__BLOCO DE TEXTO__.
-*-*-

Pronto-socorro filosófico

Atualizado em 5 de fevereiro de 2024 às 18:25

O escritor norueguês Jostein Gaarder propôs a si mesmo, com O mundo de Sofia (1991), um duplo desafio: contar uma história imaginária e, dentro dela, resumir toda a filosofia ocidental. Saiu-se melhor na parte mais importante, a do resumo; realmente, seu livro apresenta um verdadeiro pronto-socorro filosófico para leigos nessa matéria ao selecionar, com didatismo e economia, os maiores problemas do pensamento desde os filósofos pré-socráticos até a metade do século XX. É verdade que “pula” nomes importantes como Schopenhauer, Nietzsche e Wittgenstein, mas vale por uma boa apresentação da tradição filosófica. Quanto ao aspecto ficcional…

A história de Sofia Amundsen não passa de um veículo para o verdadeiro assunto, mas, a partir da metade do livro, a narração se embanana bastante, principalmente devido à tentativa de construir um contraponto entre as situações de Sofia e de seu duplo, outra garota norueguesa de 15 anos cujo pai, como o seu, vivia ausente devido à natureza do trabalho exercido. Um primeiro efeito bem visível desse descaminho é o aumento das intervenções puramente fáticas, do tipo “Acho que entendo o que você quer dizer”, nas quais Sofia se dirige a seu interlocutor, Alberto Knox. Ele também é um duplo, aliás quase homônimo, do pai de Hilde, a outra garota.

-*-*-

__DADOS__.
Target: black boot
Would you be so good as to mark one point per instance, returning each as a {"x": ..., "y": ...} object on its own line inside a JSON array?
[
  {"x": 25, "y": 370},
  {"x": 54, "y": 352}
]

-*-*-

__O QUE SE PEDE__.
**a)** Devolva o trecho do texto sobre O mundo de Sofia que começa nas palavras "A história de" e termina logo depois de "a outra garota.".
**b)** De acordo com o texto sobre O mundo de Sofia, quais nomes importantes o livro deixa de fora?
A listagem não tem nenhuma relação com o texto sobre O mundo de Sofia.

__RESULTADOS DO EXERCÍCIO__.
**a)**
A história de Sofia Amundsen não passa de um veículo para o verdadeiro assunto, mas, a partir da metade do livro, a narração se embanana bastante, principalmente devido à tentativa de construir um contraponto entre as situações de Sofia e de seu duplo, outra garota norueguesa de 15 anos cujo pai, como o seu, vivia ausente devido à natureza do trabalho exercido. Um primeiro efeito bem visível desse descaminho é o aumento das intervenções puramente fáticas, do tipo “Acho que entendo o que você quer dizer”, nas quais Sofia se dirige a seu interlocutor, Alberto Knox. Ele também é um duplo, aliás quase homônimo, do pai de Hilde, a outra garota.

**b)** Schopenhauer, Nietzsche e Wittgenstein.